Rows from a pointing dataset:
'''
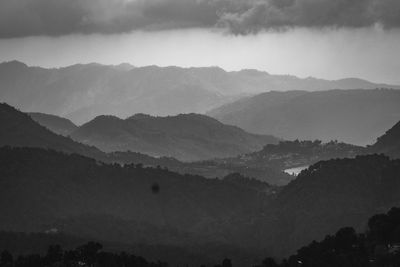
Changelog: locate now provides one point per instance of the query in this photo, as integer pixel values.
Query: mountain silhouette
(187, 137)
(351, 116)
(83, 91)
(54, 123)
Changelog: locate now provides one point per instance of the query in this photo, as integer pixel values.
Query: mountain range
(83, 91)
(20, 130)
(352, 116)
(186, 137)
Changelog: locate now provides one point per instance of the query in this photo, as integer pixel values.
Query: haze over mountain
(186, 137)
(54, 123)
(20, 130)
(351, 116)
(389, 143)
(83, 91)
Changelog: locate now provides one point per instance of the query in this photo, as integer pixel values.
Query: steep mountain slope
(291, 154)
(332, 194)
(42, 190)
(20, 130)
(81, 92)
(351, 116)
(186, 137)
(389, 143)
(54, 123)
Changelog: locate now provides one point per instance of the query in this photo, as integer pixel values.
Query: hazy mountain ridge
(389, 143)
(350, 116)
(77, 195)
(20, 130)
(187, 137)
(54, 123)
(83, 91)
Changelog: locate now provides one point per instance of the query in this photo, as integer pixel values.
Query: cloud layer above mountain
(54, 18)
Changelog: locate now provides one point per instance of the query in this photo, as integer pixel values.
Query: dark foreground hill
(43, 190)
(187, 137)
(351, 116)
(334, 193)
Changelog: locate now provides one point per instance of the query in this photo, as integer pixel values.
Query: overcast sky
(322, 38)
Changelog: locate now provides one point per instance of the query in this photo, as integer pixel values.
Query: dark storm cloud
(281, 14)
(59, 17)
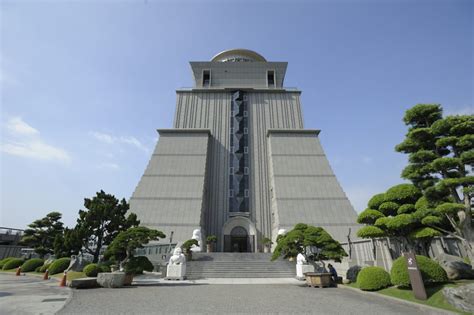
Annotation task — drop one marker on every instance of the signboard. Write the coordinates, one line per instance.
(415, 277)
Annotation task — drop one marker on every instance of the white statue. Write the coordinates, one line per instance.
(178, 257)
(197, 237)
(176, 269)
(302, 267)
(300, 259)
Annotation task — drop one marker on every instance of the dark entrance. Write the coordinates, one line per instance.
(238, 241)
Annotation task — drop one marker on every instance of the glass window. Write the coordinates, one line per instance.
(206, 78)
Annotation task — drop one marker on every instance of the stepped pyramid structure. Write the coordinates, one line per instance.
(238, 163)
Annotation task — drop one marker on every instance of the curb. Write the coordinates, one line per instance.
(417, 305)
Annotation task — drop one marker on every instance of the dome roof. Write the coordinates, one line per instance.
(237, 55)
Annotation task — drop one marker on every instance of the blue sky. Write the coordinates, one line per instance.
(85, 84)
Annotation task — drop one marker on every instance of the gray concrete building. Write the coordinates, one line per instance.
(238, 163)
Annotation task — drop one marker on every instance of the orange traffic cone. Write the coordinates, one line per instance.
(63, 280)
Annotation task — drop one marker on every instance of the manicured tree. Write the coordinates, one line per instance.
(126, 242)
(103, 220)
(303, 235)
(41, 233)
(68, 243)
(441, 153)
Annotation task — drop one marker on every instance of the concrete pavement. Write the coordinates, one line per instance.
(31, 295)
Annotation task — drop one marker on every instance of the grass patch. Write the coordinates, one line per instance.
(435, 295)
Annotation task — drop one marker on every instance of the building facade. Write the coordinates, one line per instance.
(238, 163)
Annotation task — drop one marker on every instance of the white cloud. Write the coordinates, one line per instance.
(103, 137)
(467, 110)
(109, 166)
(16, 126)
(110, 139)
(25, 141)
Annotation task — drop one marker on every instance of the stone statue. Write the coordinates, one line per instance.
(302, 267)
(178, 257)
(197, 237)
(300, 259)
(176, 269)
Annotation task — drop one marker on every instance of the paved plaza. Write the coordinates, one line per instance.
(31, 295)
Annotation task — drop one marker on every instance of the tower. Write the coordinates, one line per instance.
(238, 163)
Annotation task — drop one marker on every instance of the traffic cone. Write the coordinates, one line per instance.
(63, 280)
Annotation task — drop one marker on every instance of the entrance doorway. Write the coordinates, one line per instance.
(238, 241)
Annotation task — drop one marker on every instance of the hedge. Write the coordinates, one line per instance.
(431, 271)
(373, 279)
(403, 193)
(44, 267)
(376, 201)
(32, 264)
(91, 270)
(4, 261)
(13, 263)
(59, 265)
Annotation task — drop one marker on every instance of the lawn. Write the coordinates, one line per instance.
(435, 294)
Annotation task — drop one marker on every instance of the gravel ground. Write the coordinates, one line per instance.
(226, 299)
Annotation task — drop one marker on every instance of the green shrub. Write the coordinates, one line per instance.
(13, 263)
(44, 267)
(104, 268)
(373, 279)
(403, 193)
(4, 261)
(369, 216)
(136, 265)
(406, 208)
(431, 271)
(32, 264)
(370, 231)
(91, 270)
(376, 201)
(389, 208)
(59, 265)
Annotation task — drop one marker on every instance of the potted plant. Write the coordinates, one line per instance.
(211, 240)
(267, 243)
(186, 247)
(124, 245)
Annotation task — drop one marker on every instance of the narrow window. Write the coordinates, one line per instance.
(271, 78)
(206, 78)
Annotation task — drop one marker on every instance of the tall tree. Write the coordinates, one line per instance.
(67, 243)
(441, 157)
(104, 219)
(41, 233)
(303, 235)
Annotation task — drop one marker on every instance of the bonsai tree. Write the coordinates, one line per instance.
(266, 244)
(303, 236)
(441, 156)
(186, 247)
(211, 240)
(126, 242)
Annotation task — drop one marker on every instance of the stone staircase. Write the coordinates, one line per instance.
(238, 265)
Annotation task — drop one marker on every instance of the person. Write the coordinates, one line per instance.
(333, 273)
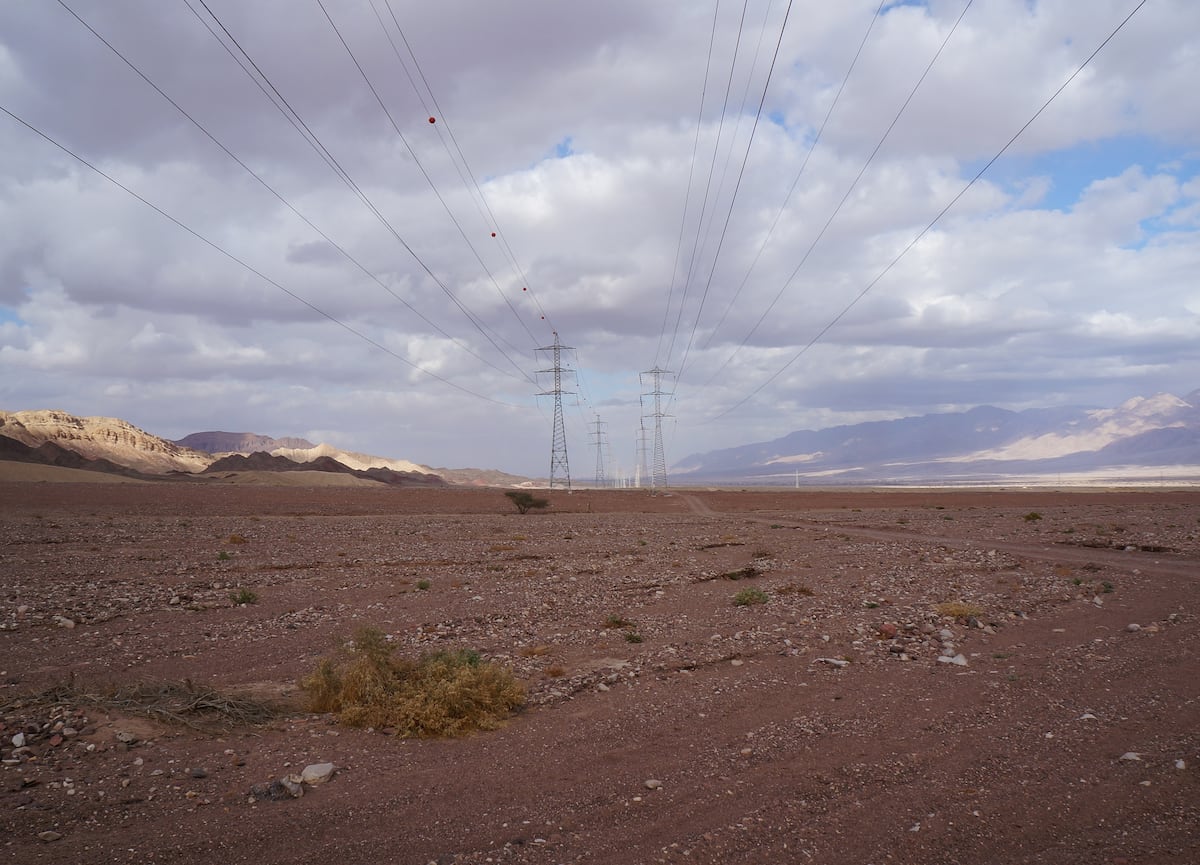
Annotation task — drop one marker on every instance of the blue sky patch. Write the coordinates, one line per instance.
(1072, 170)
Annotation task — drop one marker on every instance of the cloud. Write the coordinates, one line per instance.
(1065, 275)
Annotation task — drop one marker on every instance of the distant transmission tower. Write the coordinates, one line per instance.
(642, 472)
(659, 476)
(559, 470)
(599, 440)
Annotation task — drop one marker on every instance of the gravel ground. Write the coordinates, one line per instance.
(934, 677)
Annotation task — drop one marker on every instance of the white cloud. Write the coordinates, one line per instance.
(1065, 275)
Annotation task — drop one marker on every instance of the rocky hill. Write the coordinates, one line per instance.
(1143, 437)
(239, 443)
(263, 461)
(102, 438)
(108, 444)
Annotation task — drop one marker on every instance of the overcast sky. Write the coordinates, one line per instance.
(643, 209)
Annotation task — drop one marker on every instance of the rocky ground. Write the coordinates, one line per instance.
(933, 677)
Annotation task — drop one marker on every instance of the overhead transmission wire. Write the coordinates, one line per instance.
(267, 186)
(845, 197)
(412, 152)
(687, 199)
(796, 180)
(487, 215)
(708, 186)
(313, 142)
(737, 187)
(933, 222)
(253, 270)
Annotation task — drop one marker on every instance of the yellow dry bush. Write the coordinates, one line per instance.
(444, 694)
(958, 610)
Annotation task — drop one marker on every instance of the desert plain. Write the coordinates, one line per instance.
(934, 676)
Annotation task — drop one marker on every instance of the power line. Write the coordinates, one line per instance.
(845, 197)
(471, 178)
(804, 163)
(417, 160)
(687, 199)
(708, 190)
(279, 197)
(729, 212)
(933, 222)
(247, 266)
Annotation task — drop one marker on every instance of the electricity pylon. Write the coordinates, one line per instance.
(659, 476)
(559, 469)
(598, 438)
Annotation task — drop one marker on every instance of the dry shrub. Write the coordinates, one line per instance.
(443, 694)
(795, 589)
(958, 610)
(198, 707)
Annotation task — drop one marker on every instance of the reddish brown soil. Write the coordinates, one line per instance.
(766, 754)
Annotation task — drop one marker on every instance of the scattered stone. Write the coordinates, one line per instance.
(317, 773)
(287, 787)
'''
▸ The task: Extract every line of the data exactly; pictures stay out.

▸ Written answer:
Changelog: locate now provides one point per instance of the query in this photo, as integer pixel values.
Query: mountain silhouette
(187, 137)
(351, 116)
(83, 91)
(54, 123)
Changelog: locate now provides one point per instance of the query in this photo, as integer pixel values.
Query: mountain range
(83, 91)
(20, 130)
(352, 116)
(186, 137)
Changelog: locate now provides one point per instance of the query in this photo, as integer pixel values.
Query: haze over mountain
(186, 137)
(54, 123)
(20, 130)
(351, 116)
(389, 143)
(83, 91)
Changelog: locate now provides one point per instance of the query in this photo, as integer pixel values.
Query: steep mountain slope
(291, 154)
(332, 194)
(42, 190)
(20, 130)
(81, 92)
(351, 116)
(186, 137)
(389, 143)
(54, 123)
Changelog: locate now provides one point per instance of the query in this photo, as integer pixel values.
Query: hazy mountain ridge
(389, 143)
(350, 116)
(77, 195)
(20, 130)
(187, 137)
(54, 123)
(83, 91)
Changelog: locate now provides one point per instance of the query in this photo, as integer pixel values.
Query: cloud layer above mountain
(54, 18)
Changelog: locate now provides one point per instance of the query in this photo, as integer pixel values.
Query: dark foreground hill
(43, 190)
(187, 137)
(351, 116)
(334, 193)
Changelog: locate now provides one point per instance of the query in this photo, as integer pixel values.
Query: overcast sky
(322, 38)
Changelog: locate now provides one point per instance of the query in this photo, as integer pixel values.
Query: dark storm cloud
(281, 14)
(59, 17)
Annotation task — drop one marker on every instance of the signboard. Write the coordinates, one line per instance.
(415, 277)
Annotation task — drop one marker on every instance of the white statue. Write the coordinates, one line per instance.
(178, 257)
(197, 237)
(176, 269)
(302, 267)
(300, 259)
Annotation task — drop one marker on every instance of the dark entrance. Write the coordinates, one line per instance.
(238, 241)
Annotation task — drop one marker on every instance of the glass window. Write the coordinates, one line per instance.
(206, 78)
Annotation task — drop one marker on every instance of the stepped pyramid structure. Write the coordinates, one line per instance.
(238, 163)
Annotation task — drop one marker on every instance of the curb. Write the coordinates, one line per instance.
(417, 305)
Annotation task — drop one marker on every instance of the dome roof. Write the coordinates, one line per instance.
(237, 55)
Annotation task — drop one marker on every instance of the blue sky. Write the coordinates, one line per instance.
(85, 84)
Annotation task — drop one marker on every instance of the gray concrete building. Write the coordinates, one line per instance.
(238, 163)
Annotation task — drop one marker on every instance of the orange traffic cone. Write the coordinates, one line per instance.
(63, 280)
Annotation task — drop one marker on every instance of the manicured tree. Write the coordinates, one line per instance.
(126, 242)
(103, 220)
(303, 235)
(41, 233)
(68, 243)
(441, 153)
Annotation task — drop one marker on every instance of the concrete pavement. Write the coordinates, one line per instance.
(31, 295)
Annotation task — drop one marker on every instance of the grass patch. Write the coordinates, one line per instance.
(435, 295)
Annotation task — drop one marker on every instance of the building facade. Write the coordinates, one line per instance.
(238, 163)
Annotation task — drop one marker on every instance of the white cloud. Write the coordinates, one line per instance.
(103, 137)
(467, 110)
(109, 166)
(16, 126)
(110, 139)
(25, 141)
Annotation task — drop one marker on every instance of the stone statue. Write the coordinates, one line per instance.
(302, 267)
(178, 257)
(197, 237)
(300, 259)
(176, 269)
Annotation task — drop one marker on every instance of the paved plaza. Write the coordinates, one line per instance.
(31, 295)
Annotation task — drop one marker on every instance of the tower. Write the coordinates, one line per instance.
(238, 163)
Annotation task — drop one marker on every instance of the traffic cone. Write the coordinates, one line per instance.
(63, 280)
Annotation task — drop one marker on every instance of the entrance doorway. Write the coordinates, one line per instance.
(238, 241)
Annotation task — drop one marker on every instance of the hedge. Write the coordinates, one line per instance.
(431, 271)
(373, 279)
(403, 193)
(44, 267)
(376, 201)
(32, 264)
(91, 270)
(4, 261)
(13, 263)
(59, 265)
Annotation task — drop one marker on every instance of the lawn. Write the coordinates, one line per instance.
(435, 294)
Annotation task — drop one marker on every instance of the gravel ground. Write the coordinates, one line per instance.
(226, 299)
Annotation task — drop one marker on every instance of the green shrub. Write the coordinates, one line per instance.
(13, 263)
(44, 267)
(104, 268)
(373, 279)
(403, 193)
(4, 261)
(369, 216)
(136, 265)
(406, 208)
(431, 271)
(32, 264)
(370, 231)
(91, 270)
(376, 201)
(389, 208)
(59, 265)
Annotation task — drop one marker on every instance of the potted plant. Write the coordinates, one line per instance.
(211, 240)
(267, 243)
(186, 247)
(124, 245)
Annotation task — drop one marker on every instance of the narrow window. Write the coordinates, one line per instance.
(271, 78)
(206, 78)
Annotation task — drop one marker on every instance of the tall tree. Write the coordinates, one line per instance.
(67, 243)
(441, 157)
(104, 219)
(41, 233)
(303, 235)
Annotation task — drop one marker on every instance of the bonsai tree. Write the coordinates, one line per instance.
(266, 244)
(303, 236)
(441, 156)
(186, 247)
(211, 240)
(126, 242)
Annotation task — drop one marker on every instance of the stone staircase. Write the coordinates, one line per instance.
(238, 265)
Annotation task — drop one marker on every instance of the person. Write the coordinates, one line per instance.
(333, 273)
Annotation task — drop one marker on every instance of the blue sky patch. Write the coordinates, one line per instance.
(1072, 170)
Annotation task — drop one marker on every instance of the cloud. Write the coordinates, one line per instance.
(1065, 275)
Annotation task — drop one marker on every instance of the distant transmission tower. Write the coordinates, one line per instance.
(642, 472)
(659, 476)
(559, 470)
(599, 440)
Annotation task — drop one marker on every instance of the gravel ground. Write the coordinates, one line per instance.
(934, 677)
Annotation task — drop one marker on every instance of the white cloud. Write the coordinates, one line per instance.
(1065, 275)
Annotation task — drop one marker on every instance of the rocky hill. Write the coordinates, one line per instance.
(1143, 437)
(239, 443)
(263, 461)
(102, 438)
(108, 444)
Annotation task — drop one marker on every instance of the overcast sky. Write the coordinates, one line per instance.
(643, 209)
Annotation task — drop one marker on every instance of the rocky ground. Write the coordinates, one line per instance.
(933, 677)
Annotation task — drop one marker on every instance of the overhead transmission wire. Write the coordinates, one line per instance.
(267, 186)
(845, 197)
(412, 152)
(687, 199)
(796, 180)
(487, 215)
(708, 186)
(313, 142)
(737, 187)
(933, 222)
(253, 270)
Annotation task — drop one marker on every instance of the yellow dry bush. Write the coordinates, one line per instance.
(444, 694)
(958, 610)
Annotation task — drop one marker on every instance of the desert plain. Write the coordinates, one line per instance.
(934, 676)
Annotation task — drop one marker on every instance of the power line. Write the coordinates, one line per instance.
(845, 197)
(471, 178)
(804, 163)
(417, 160)
(687, 199)
(708, 190)
(279, 197)
(729, 212)
(933, 222)
(247, 266)
Annotation task — drop one marker on every instance of the electricity pylon. Write the coordinates, one line per instance.
(659, 476)
(559, 469)
(598, 438)
Annotation task — drop one marker on every instance of the dry shrub. Write the coordinates, one line per instance.
(443, 694)
(795, 589)
(958, 610)
(198, 707)
Annotation task — drop one marker on every instance of the reddish brown soil. Write the coordinates, one line per instance.
(766, 754)
Annotation task — drop one marker on every instance of the scattered stone. Write the coordinates, one line per instance.
(317, 773)
(287, 787)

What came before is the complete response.